Records provided:
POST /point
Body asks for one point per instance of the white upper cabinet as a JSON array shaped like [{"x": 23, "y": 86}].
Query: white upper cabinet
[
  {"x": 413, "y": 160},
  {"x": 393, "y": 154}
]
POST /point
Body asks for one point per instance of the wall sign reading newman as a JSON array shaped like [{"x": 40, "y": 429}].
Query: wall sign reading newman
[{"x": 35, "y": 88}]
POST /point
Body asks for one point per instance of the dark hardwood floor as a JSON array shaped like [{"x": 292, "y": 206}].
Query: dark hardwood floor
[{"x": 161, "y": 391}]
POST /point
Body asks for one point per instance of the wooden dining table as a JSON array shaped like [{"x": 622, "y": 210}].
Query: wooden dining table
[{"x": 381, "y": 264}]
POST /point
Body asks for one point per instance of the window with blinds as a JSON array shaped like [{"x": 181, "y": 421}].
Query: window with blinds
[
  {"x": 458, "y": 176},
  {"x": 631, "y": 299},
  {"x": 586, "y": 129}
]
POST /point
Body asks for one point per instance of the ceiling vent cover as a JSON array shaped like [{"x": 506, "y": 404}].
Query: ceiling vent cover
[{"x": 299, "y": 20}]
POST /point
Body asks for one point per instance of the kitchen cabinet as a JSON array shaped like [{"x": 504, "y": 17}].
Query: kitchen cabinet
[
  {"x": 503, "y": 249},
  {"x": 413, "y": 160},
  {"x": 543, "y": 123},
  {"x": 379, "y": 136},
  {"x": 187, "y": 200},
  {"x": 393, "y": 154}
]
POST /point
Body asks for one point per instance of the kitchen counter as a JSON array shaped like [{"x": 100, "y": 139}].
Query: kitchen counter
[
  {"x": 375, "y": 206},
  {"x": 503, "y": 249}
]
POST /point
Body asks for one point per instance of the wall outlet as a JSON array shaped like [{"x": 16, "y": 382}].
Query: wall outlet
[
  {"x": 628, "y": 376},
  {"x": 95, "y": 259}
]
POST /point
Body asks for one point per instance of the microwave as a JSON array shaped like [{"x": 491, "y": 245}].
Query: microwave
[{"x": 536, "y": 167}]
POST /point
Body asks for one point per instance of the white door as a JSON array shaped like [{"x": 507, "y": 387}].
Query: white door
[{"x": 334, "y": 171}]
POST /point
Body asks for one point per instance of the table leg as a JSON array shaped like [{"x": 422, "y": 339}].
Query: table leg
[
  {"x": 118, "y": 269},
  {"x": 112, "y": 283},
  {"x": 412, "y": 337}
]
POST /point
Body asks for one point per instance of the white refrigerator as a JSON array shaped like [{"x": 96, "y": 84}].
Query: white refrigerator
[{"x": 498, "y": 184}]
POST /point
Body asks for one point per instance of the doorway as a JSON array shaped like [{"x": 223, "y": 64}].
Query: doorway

Exercise instructions: The required answer is the number of lines in the listing above that contain the word "doorway", with nothing added.

Your solution: 2